> **PASSAGE SHOWN**
BEGIN
Preparation of Steak Tartare
Raw meat can be contaminated with pathogenic bacteria including Salmonella, Campylobacter and pathogenic E. coli. Cooking meat will generally destroy these microorganisms; however, raw/ rare meat dishes such as ceviche, kibbe, steak tartare and some burgers may not undergo a pathogen control step.
If prepared in the business then the onus is on the food business to ensure the microbiological safety of the meat.
Precautions to be taken when preparing raw and rare meat dishes include:
• Only select raw meat that it is high quality (e.g. whole muscle primal cuts) and very fresh from a reputable supplier.
• Refrigerate raw meat at or below 5°C before it is prepared and served. It should be stored on the bottom shelf of the refrigerator or in sealed containers to avoid juices dripping onto other foods.
• To prevent contamination of the meat during handling, wash hands thoroughly with warm water and soap both before and after touching raw meat. Ensure clothing and work spaces are kept clean.
• To avoid raw meat juices cross-contaminating other food and food contact surfaces:
» Prepare raw meat dishes away from other foods, especially ready to-eat foods.
END
Image-grounded pointing lines
BEGIN
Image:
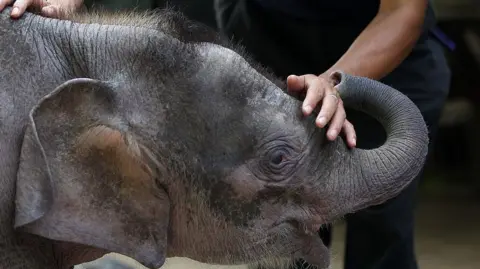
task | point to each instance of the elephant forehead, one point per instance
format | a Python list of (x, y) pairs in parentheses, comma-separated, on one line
[(220, 60)]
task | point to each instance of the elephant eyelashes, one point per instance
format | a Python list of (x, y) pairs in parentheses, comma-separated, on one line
[(278, 163)]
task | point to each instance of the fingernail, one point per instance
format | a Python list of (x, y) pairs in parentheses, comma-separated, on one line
[(15, 11), (307, 109), (321, 121), (47, 11), (332, 134)]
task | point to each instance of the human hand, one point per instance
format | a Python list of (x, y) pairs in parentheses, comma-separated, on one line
[(48, 8), (318, 88)]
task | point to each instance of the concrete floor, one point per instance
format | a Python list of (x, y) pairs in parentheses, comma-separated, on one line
[(448, 236)]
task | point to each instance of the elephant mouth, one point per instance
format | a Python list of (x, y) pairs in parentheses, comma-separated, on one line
[(312, 248)]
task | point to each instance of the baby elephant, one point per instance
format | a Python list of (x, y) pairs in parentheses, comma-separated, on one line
[(149, 136)]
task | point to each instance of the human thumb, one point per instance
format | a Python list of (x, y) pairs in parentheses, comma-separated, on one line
[(295, 83)]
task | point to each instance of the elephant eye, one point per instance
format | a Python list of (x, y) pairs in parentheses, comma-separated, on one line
[(277, 158)]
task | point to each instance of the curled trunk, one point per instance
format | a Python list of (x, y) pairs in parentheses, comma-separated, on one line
[(381, 173)]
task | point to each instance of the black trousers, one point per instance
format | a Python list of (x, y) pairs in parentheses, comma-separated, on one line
[(380, 237)]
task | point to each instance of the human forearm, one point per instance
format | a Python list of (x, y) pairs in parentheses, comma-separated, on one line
[(384, 43)]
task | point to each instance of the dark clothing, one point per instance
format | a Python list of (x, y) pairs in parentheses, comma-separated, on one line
[(292, 40)]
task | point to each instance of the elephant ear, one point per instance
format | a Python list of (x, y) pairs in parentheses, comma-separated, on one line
[(84, 178)]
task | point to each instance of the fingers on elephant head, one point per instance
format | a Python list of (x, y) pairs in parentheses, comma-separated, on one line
[(84, 178)]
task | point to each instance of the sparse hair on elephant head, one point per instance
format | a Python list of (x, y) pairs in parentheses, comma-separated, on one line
[(184, 148)]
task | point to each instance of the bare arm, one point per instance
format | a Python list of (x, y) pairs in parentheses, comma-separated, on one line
[(377, 51), (386, 41)]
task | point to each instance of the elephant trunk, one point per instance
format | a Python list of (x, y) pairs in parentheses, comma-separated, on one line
[(376, 175)]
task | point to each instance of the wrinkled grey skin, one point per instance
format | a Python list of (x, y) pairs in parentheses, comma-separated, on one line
[(133, 135)]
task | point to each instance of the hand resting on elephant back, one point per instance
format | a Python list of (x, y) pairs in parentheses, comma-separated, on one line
[(134, 130)]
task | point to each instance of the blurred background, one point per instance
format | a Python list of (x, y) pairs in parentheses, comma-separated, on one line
[(448, 213)]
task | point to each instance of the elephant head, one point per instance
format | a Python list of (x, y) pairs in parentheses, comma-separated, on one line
[(185, 149)]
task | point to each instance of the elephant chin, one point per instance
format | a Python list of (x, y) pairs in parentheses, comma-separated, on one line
[(316, 253)]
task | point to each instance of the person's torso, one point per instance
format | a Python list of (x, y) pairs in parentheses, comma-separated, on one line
[(348, 11)]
END
> **TASK REQUIREMENTS**
**A.** According to the text on preparing steak tartare, at what temperature should raw meat be refrigerated before it is prepared and served?
**B.** Continue the text on preparing steak tartare from where it stops.

> **EXERCISE RESPONSES**
**A.** At or below 5°C.

**B.**
» Trim the exterior of the meat, then use another knife and board for further chopping (or clean and sanitise the trimming knife and board before further use).
» Use a separate chopping board and utensils for other foods, or thoroughly clean and sanitise all equipment used with raw meat before using it for other foods.
• Raw meat dishes should not be served to vulnerable people, such as children, the elderly or ill.
• Minced meat, such as in hamburger patties and sausages, should generally not be served rare or raw. It should be cooked right through, as the mincing process distributes surface pathogens throughout the meat. High-quality mince made on-site from whole muscle trimmed of exterior flesh and used immediately may, however, pose a lower risk.